• _What you have to do_: Collect every line from the rows below that contains the word "animal". Case counts.

Stored data
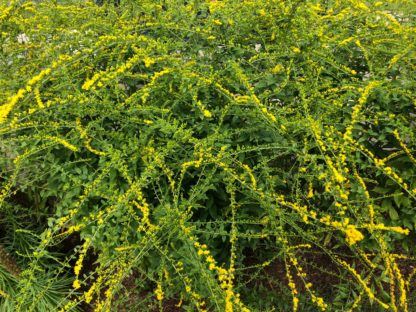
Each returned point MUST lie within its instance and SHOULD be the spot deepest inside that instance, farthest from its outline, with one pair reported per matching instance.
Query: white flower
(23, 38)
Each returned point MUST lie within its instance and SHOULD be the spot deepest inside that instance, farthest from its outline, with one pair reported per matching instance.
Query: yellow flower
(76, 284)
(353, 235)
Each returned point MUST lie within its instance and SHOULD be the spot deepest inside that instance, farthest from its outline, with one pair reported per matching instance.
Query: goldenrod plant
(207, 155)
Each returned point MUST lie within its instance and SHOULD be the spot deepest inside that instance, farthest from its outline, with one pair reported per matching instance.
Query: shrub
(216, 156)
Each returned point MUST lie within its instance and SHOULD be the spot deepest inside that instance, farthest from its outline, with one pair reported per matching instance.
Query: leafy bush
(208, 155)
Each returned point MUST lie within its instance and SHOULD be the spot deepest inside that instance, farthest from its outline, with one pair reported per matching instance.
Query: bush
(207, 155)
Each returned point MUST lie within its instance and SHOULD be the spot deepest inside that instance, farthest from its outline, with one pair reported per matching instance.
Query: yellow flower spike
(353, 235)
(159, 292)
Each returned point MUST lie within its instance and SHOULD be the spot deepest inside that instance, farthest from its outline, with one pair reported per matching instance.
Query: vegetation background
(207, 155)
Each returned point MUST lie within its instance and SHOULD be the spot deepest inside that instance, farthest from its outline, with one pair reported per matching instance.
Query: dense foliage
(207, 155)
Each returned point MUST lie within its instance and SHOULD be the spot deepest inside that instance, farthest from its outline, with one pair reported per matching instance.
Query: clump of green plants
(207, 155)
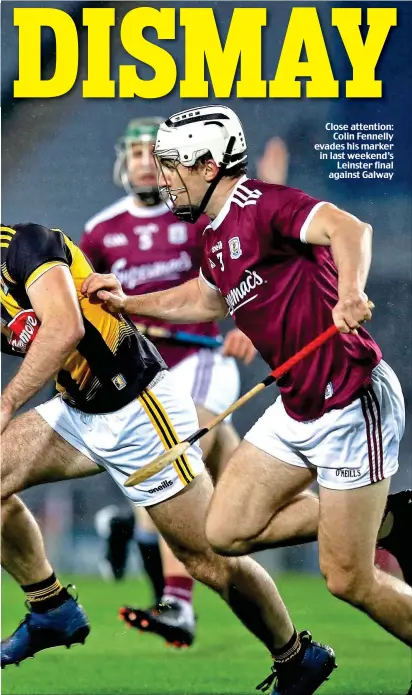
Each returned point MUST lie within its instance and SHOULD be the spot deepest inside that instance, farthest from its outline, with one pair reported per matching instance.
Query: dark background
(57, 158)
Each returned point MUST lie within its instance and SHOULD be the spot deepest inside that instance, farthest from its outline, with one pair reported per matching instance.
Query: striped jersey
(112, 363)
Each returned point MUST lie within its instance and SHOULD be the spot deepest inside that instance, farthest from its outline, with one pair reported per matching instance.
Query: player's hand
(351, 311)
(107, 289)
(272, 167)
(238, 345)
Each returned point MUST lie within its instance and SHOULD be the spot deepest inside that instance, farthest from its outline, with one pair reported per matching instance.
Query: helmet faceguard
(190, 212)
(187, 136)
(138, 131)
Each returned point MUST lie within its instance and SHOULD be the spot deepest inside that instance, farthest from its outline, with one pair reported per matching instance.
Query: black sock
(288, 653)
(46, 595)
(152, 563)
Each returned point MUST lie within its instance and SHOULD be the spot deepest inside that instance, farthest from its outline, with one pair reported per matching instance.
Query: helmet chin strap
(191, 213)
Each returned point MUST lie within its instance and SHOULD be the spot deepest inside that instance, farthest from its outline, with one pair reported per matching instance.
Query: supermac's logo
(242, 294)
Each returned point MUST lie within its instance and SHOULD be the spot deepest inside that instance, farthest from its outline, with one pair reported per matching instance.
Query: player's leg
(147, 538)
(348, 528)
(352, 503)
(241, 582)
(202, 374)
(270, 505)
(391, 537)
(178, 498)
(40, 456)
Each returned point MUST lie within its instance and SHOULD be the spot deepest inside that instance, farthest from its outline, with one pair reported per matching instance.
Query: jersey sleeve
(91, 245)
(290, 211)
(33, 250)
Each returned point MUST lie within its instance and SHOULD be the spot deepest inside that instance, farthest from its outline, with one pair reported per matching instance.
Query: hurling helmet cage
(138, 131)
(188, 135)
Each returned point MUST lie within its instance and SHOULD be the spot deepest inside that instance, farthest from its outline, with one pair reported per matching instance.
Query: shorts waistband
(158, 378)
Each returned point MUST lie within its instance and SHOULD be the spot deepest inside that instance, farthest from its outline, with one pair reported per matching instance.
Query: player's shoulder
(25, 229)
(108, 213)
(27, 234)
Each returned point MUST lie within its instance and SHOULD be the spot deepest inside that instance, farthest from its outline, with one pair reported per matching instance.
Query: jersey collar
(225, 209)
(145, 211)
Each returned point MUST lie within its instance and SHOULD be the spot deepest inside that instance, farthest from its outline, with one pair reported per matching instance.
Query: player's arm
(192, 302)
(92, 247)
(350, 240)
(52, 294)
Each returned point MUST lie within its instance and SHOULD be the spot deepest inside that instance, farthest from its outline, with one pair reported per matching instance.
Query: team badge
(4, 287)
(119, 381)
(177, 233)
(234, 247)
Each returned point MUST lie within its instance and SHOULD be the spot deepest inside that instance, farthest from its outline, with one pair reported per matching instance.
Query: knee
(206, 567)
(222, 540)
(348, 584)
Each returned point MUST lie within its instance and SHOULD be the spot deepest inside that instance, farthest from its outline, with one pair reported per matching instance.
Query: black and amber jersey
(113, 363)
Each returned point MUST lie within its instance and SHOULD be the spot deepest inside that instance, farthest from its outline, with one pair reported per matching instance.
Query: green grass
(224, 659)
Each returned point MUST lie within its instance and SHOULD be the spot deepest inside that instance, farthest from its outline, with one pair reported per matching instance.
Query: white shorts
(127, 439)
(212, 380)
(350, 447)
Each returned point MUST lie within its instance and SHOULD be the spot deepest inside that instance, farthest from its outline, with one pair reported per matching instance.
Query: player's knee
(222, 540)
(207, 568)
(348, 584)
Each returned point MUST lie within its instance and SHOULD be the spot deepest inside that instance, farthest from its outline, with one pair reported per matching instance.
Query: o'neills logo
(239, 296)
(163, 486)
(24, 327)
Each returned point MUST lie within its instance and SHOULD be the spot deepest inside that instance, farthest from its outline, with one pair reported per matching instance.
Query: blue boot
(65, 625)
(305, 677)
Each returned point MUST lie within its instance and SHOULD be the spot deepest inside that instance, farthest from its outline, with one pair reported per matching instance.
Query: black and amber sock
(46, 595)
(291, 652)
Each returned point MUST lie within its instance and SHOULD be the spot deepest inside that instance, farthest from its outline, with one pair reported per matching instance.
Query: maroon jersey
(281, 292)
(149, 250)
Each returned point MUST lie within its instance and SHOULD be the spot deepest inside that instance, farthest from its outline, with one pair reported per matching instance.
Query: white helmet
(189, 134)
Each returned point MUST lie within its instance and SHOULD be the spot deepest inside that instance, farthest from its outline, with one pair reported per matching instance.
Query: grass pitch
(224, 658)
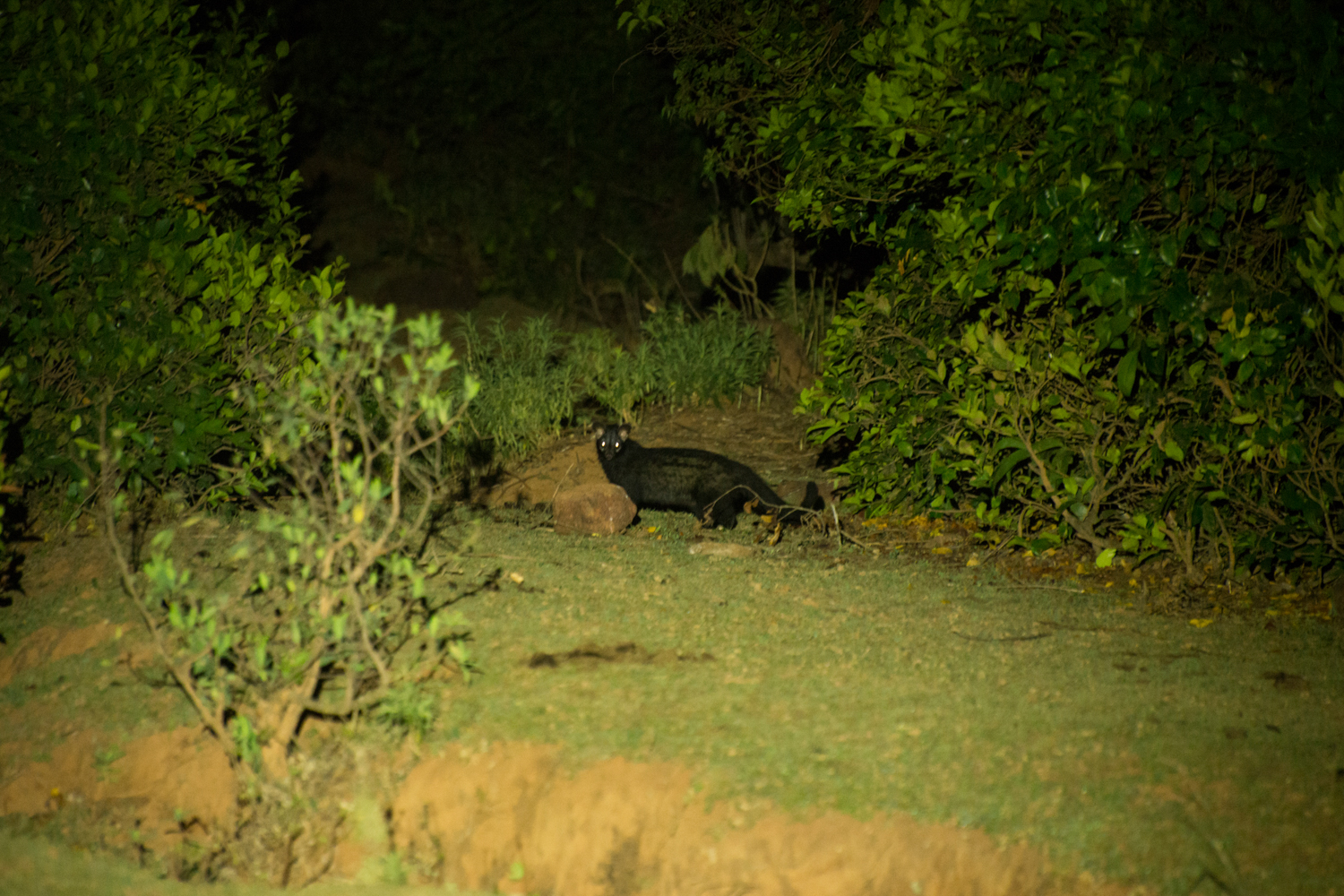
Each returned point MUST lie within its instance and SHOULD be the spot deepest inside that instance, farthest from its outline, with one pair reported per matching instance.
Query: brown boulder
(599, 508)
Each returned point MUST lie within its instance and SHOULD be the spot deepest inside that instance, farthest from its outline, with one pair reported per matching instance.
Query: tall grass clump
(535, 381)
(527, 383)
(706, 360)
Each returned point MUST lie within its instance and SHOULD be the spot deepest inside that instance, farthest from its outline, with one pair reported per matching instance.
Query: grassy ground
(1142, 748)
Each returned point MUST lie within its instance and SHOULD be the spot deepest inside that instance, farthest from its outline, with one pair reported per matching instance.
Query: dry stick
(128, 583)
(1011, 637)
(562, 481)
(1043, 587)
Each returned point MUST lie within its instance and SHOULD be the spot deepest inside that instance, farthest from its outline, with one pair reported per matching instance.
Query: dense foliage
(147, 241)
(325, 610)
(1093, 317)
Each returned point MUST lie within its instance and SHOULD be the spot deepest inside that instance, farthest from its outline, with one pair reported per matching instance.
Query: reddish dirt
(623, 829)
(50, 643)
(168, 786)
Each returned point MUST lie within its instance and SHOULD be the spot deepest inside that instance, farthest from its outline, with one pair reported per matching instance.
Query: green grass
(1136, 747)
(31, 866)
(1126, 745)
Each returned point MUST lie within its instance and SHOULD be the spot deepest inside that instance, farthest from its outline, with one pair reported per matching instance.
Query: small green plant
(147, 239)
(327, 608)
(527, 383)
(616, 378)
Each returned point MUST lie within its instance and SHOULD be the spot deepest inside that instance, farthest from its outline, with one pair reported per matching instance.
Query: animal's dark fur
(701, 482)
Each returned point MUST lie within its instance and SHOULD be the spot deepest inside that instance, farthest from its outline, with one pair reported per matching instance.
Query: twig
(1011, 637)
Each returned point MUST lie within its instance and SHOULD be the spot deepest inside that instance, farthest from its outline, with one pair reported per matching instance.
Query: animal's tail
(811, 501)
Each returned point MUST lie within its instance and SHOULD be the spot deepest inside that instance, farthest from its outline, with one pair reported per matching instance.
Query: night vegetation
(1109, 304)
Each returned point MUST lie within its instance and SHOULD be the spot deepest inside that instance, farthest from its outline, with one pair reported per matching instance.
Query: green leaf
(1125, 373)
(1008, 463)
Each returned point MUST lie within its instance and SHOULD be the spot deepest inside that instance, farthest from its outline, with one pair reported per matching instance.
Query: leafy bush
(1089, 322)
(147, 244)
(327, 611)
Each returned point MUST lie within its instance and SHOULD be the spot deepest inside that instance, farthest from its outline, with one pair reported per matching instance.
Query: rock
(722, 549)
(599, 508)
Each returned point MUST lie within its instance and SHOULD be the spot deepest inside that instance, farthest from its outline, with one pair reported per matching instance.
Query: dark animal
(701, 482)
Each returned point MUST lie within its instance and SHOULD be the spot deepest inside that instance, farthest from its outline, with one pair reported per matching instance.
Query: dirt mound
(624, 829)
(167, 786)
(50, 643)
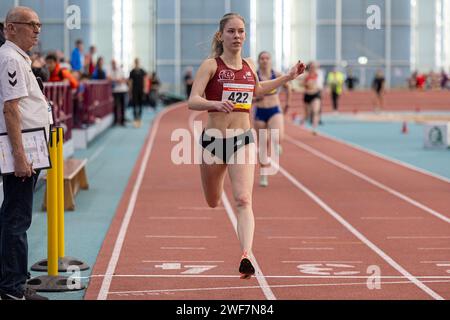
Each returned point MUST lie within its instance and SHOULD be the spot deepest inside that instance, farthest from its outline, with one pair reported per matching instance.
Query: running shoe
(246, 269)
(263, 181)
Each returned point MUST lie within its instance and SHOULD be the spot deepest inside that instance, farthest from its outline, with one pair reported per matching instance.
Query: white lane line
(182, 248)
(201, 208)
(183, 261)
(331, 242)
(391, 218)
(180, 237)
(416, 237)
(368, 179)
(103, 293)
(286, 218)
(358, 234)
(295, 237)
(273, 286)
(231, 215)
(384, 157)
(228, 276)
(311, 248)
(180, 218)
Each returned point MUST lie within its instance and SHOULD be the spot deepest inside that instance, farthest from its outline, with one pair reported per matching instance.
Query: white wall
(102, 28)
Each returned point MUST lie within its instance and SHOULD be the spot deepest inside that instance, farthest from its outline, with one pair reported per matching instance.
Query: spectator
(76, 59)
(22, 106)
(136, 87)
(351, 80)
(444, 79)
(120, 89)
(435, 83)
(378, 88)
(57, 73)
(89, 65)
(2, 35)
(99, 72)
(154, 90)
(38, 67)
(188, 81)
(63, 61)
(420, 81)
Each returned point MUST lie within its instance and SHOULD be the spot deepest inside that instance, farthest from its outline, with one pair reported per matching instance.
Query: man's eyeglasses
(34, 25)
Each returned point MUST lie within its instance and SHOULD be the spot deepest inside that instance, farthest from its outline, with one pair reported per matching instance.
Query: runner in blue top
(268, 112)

• _Reply to the task_:
Query: animal's dark fur
Query: animal's tail
Query: dark animal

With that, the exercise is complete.